Personne n'est irremplaçable, mais certains sont plus difficiles à remplacer que d'autres. Jusqu'à l'automne dernier, la ministre des Finances avait suffisamment de crédibilité pour plaider de façon efficace les avantages d'une tarification établie sur le principe de l'utilisateur-payeur.
Les Québécois avaient appris à apprécier son ton direct qui semblait être un gage de franchise. Si la chute de sa popularité a été aussi brutale, c'est peut-être qu'ils ont eu le sentiment d'avoir été trahis.

* * * * * * *

• Consigne 1: Résumez en deux phrases le texte sur la ministre des Finances.
• Consigne 2: Poursuivez le texte sur la ministre des Finances après sa dernière phrase.
Les entrées n'ont aucun lien avec le texte sur la ministre des Finances.

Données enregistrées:
* * * * * * *

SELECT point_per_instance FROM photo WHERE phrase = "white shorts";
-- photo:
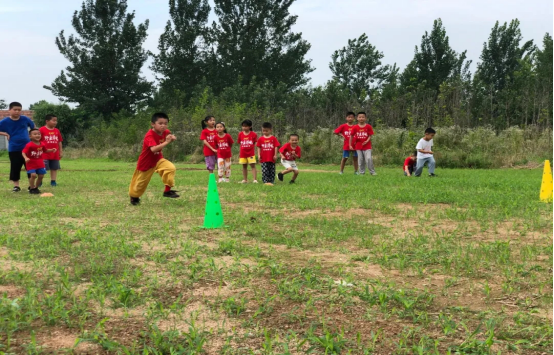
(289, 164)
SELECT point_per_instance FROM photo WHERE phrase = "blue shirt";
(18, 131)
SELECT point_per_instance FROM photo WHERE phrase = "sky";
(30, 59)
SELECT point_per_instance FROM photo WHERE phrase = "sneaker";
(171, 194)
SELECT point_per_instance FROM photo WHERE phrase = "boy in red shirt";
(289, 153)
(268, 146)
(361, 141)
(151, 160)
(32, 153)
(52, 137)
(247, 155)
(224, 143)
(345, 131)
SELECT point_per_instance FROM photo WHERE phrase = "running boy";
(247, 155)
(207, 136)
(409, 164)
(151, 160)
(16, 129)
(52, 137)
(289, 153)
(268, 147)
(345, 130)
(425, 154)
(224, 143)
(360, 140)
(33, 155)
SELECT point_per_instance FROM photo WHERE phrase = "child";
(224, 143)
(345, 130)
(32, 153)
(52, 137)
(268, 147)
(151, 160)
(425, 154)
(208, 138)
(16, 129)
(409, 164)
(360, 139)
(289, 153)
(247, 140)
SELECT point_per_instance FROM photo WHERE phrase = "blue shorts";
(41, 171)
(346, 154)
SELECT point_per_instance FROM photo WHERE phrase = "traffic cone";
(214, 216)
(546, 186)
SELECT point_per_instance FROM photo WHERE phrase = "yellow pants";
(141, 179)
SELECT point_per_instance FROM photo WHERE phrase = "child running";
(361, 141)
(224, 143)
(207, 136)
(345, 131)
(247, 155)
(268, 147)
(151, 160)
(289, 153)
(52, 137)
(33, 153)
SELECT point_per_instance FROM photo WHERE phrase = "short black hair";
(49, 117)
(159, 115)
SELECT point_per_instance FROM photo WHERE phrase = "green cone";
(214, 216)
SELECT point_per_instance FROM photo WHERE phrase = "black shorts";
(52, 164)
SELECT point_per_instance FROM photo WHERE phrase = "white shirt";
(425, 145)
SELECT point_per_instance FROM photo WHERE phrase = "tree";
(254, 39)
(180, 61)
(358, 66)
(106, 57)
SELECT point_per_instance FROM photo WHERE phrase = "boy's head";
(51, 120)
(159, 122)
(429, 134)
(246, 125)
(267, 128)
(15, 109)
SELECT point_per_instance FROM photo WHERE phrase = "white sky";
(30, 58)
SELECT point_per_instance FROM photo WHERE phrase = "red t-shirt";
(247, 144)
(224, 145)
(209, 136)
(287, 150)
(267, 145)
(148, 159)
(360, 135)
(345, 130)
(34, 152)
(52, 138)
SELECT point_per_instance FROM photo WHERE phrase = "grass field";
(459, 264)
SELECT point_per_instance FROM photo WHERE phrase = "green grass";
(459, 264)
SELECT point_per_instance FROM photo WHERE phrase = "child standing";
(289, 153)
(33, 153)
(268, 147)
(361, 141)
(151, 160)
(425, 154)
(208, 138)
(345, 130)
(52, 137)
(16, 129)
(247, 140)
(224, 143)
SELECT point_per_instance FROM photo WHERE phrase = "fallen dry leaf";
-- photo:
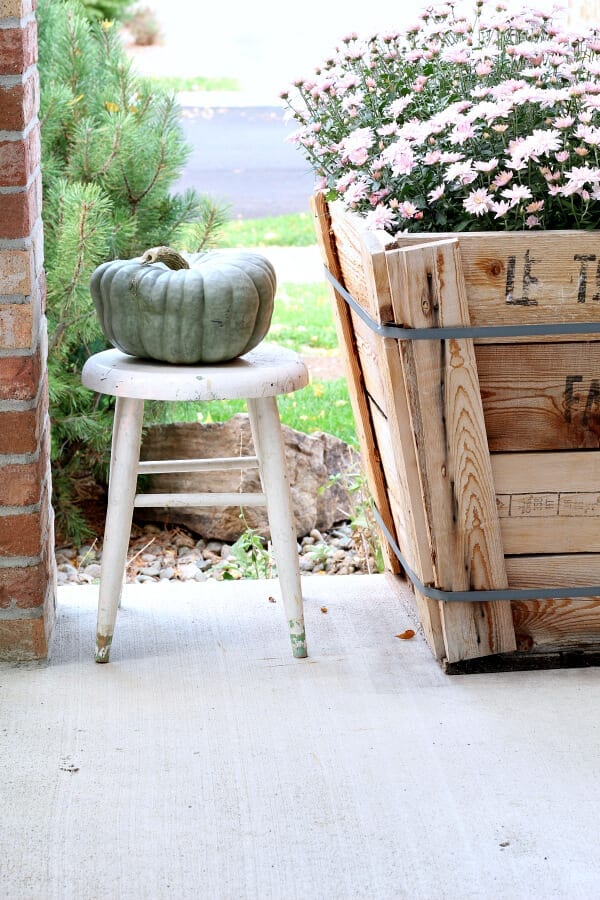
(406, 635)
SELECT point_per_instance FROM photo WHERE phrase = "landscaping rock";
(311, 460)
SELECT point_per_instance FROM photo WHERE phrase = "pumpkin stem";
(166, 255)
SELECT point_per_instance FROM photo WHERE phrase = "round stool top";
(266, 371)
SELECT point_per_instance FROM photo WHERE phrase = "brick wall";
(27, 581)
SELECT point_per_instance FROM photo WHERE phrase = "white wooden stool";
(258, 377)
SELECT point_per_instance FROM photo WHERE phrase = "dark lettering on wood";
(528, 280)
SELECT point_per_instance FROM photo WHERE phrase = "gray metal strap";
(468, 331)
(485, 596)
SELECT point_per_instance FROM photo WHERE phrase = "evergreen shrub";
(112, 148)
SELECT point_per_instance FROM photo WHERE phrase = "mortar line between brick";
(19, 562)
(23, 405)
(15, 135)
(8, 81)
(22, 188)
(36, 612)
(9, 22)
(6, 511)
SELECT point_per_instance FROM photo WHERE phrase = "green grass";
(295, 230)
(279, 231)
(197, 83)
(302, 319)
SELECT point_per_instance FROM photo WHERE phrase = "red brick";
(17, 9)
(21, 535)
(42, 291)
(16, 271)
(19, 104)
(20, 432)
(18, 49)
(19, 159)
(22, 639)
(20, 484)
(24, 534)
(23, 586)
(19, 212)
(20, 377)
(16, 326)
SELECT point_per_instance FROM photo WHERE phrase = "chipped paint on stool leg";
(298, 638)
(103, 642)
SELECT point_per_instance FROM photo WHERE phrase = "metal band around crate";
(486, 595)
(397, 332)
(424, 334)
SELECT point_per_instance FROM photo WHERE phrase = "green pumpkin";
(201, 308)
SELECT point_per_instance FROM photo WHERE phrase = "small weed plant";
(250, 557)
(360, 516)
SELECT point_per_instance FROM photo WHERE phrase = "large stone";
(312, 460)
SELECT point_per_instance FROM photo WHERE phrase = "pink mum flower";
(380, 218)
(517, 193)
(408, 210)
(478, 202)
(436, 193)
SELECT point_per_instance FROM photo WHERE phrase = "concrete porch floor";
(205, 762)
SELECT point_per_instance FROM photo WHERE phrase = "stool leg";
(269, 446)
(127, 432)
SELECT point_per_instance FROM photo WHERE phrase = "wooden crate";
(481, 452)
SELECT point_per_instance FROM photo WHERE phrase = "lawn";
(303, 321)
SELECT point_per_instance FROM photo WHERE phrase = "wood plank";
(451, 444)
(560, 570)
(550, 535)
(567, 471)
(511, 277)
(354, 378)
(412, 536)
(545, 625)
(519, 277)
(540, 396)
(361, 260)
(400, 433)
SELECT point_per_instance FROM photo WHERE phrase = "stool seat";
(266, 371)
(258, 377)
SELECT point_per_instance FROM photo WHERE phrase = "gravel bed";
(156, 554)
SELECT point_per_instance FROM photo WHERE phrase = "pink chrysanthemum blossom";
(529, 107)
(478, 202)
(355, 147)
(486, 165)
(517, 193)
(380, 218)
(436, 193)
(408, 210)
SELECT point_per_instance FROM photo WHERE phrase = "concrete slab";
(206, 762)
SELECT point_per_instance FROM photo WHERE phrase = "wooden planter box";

* * * * * * *

• Réponse attendue 1: Jusqu'à l'automne dernier, la ministre des Finances avait assez de crédibilité pour défendre efficacement une tarification fondée sur le principe de l'utilisateur-payeur, et les Québécois appréciaient son ton direct, qui semblait un gage de franchise. Si sa popularité a chuté aussi brutalement, c'est peut-être parce qu'ils ont eu le sentiment d'avoir été trahis.

• Réponse attendue 2:
Après ses manigances dans les dossiers d'AbitibiBowater et de Rio Tinto, il semble douteux que Raymond Bachand, qui semble destiné à lui succéder, ait l'ascendant requis. Pauline Marois avait fait bon accueil au rapport Montmarquette l'an dernier, mais le PQ risque de s'intéresser davantage aux problèmes qu'aux solutions tant qu'il sera dans l'opposition. D'ailleurs, il n'y a aucun consensus sur la question des tarifs au sein du parti.
Si ce n'est pas M. Bachand, qui saura convaincre la population de la nécessité d'une réforme aussi insécurisante? Le quatrième trio ne peut pas faire de miracles.